EXTRACT TO READ:
## start

Tuesday, May 29, 2007

Josh Hancock and Illinois Senate Bill 1296

by Ed Murnane

There was a convergence of news stories last week - extending into this week - that has to make reasonable and honest people wonder and speculate. That should include Illinois legislators.

The two stories intertwine - not perfectly - but enough to prompt comparison, or at least analysis.

One is the oft-heard (in these quarters) description of Illinois Senate Bill 1296 that allows plaintiffs (and their attorneys) in personal injury cases to go after the defendant with the most resources, rather than the defendant with the most responsibility.

If the defendant with most responsibility, but least resources, settles before trial, he/she is out of the equation when a jury assigns fault and compensation. The plaintiffs' attorneys -- the trial lawyers -- decide who will be "remaining" in the case when it goes to trial as the proposed law states (from the synopsis):

"Provides that the apportionment of fault under the joint liability Section only applies to the parties still remaining in the case at the time that a final determination is made by the trier of fact and does not apply to the defendants or third party defendants that have been dismissed for any reason, including settlement.

## end

Records:
## start

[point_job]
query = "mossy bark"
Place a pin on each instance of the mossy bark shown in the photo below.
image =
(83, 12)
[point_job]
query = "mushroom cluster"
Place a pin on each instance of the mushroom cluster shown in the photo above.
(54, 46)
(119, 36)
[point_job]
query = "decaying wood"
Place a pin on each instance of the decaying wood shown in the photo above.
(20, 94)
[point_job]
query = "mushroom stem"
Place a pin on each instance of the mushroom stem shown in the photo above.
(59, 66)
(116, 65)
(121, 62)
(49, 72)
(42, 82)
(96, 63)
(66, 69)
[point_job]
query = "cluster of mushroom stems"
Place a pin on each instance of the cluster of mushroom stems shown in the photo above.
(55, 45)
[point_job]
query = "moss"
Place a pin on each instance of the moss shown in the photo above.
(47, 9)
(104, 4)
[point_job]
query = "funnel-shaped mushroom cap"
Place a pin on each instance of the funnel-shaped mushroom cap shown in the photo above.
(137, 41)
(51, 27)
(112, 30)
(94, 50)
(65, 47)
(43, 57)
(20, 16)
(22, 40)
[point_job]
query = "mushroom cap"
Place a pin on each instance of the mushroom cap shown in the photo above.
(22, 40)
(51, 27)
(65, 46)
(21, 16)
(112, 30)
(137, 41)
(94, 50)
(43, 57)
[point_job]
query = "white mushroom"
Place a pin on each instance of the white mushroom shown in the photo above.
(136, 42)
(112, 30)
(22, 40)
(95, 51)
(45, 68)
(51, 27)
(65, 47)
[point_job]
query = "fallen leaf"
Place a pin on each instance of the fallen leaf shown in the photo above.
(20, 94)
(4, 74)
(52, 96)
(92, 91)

## end
## start

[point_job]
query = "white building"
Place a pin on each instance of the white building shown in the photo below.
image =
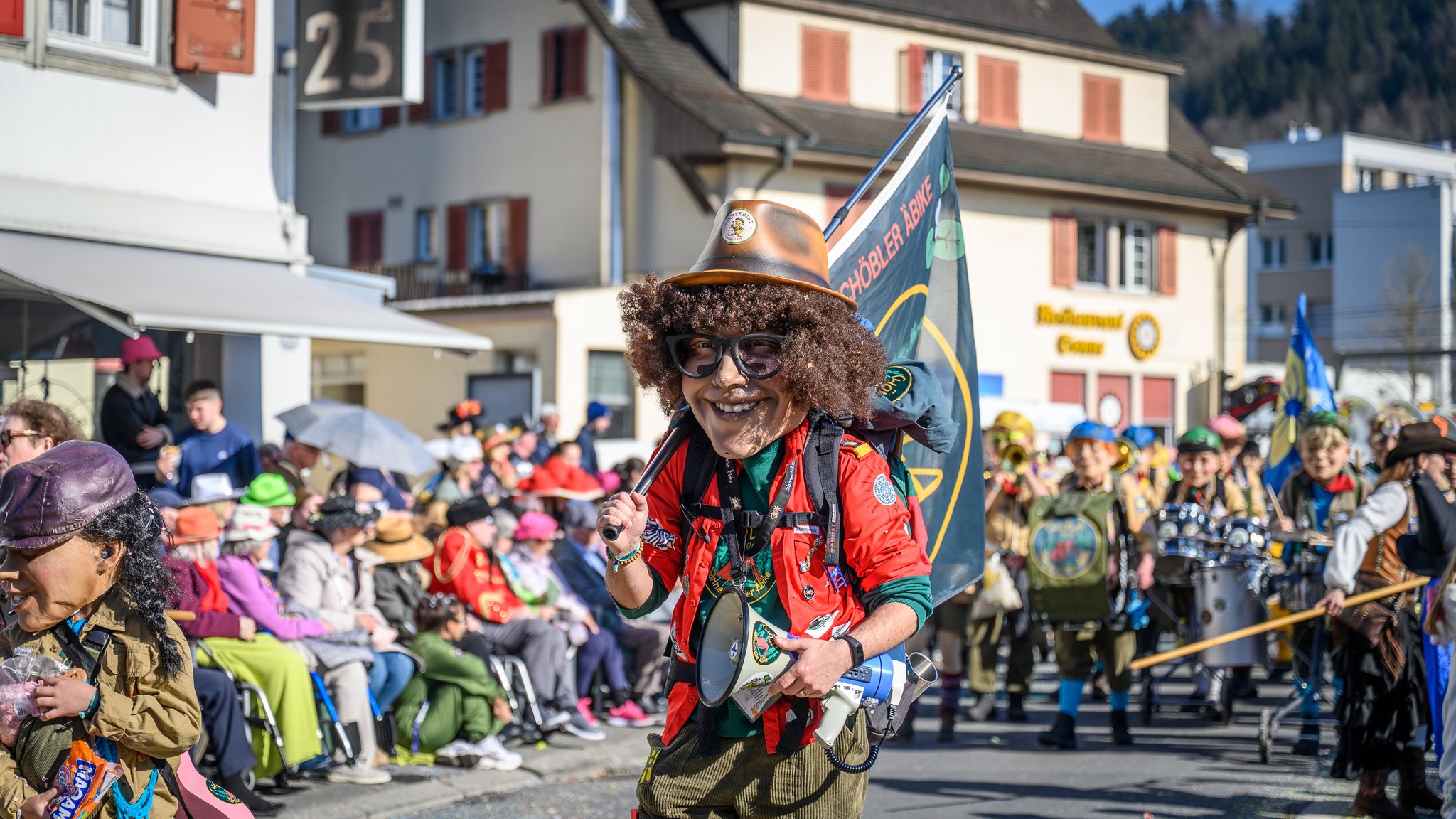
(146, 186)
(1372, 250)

## end
## start

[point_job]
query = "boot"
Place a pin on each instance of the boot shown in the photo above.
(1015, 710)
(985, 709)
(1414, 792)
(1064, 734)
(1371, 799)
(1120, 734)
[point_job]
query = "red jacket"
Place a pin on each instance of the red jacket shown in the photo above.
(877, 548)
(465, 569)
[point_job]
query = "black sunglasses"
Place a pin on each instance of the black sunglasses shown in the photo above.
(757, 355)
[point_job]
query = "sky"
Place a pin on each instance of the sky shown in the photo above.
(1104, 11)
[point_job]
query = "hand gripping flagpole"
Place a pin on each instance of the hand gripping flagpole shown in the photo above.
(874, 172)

## end

REQUIREMENTS:
1. Using the post about Illinois Senate Bill 1296, decide whether each statement agrees with it: (a) the bill allows plaintiffs to go after the defendant with the most resources instead of the one with the most responsibility; (b) the post says the two news stories intertwine perfectly; (c) according to the synopsis, apportionment of fault applies to defendants dismissed through settlement. Answer yes or no for each and quote the deciding words of the post.
2. Pick out every line of the rows that contains the string "stems", and copy each one.

RESULTS FOR THE EXERCISE:
1.
(a) Yes: "allows plaintiffs (and their attorneys) in personal injury cases to go after the defendant with the most resources, rather than the defendant with the most responsibility"
(b) No: "The two stories intertwine - not perfectly - but enough to prompt comparison, or at least analysis."
(c) No: "does not apply to the defendants or third party defendants that have been dismissed for any reason, including settlement."

2.
query = "cluster of mushroom stems"
Place a pin on each instance of the cluster of mushroom stems shown in the photo above.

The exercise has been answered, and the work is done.